Welchen HIV-Selbsttest soll man benutzen?

Entscheidend ist, dass ein Test die europäische CE-Kennzeichnung trägt. Um diese zu erhalten, muss der Hersteller nachweisen, dass der Test zuverlässig und einfach anzuwenden ist.

Wo kann man einen HIV-Selbsttest kaufen?

Selbsttests mit der CE-Zertifizierung werden in Apotheken und Drogerien angeboten.

Auch im Internet gibt es HIV-Selbsttests zu kaufen. Hier ist jedoch Vorsicht geboten, denn die Anbieter liefern auch Tests, die nicht CE-zertifiziert sind. Zudem gibt es Fälschungen. SEXUELLE GESUNDHEIT Schweiz empfiehlt deshalb, den Test in einer Apotheke oder einer Drogerie zu kaufen.

GEGEBENE DATEN —
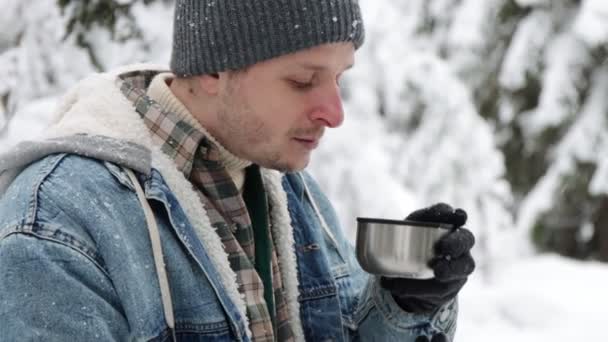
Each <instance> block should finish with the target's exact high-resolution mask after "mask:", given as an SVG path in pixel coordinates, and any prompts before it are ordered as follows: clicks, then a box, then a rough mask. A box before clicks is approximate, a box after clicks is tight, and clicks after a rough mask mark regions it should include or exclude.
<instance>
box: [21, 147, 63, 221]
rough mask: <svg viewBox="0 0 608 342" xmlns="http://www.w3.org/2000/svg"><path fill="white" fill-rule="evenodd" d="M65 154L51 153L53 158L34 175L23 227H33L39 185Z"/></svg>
mask: <svg viewBox="0 0 608 342" xmlns="http://www.w3.org/2000/svg"><path fill="white" fill-rule="evenodd" d="M66 156H67V154H66V153H61V154H57V155H52V158H54V159H55V160H52V161H51V162H50V163H49V164H47V165H43V166H42V168H41V169H40V170H39V171H38V174H37V176H36V179H37V181H36V183H35V186H34V187H33V189H32V193H31V197H30V203H29V205H28V208H27V214H26V222H25V223H24V225H23V227H28V226H29V227H30V228H33V226H34V222H35V221H36V218H37V217H38V197H39V194H40V187H41V186H42V183H44V182H45V181H46V179H47V178H48V177H49V176H50V175H51V173H52V172H53V171H54V170H55V168H57V166H58V165H59V163H60V162H61V161H62V160H63V159H64V158H65V157H66Z"/></svg>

ARBEITSAUFTRAG — Nenne bitte alle Orte, an denen man laut dem Seitenauszug oben einen HIV-Selbsttest kaufen kann.

ERGEBNIS — Apotheken, Drogerien, Internet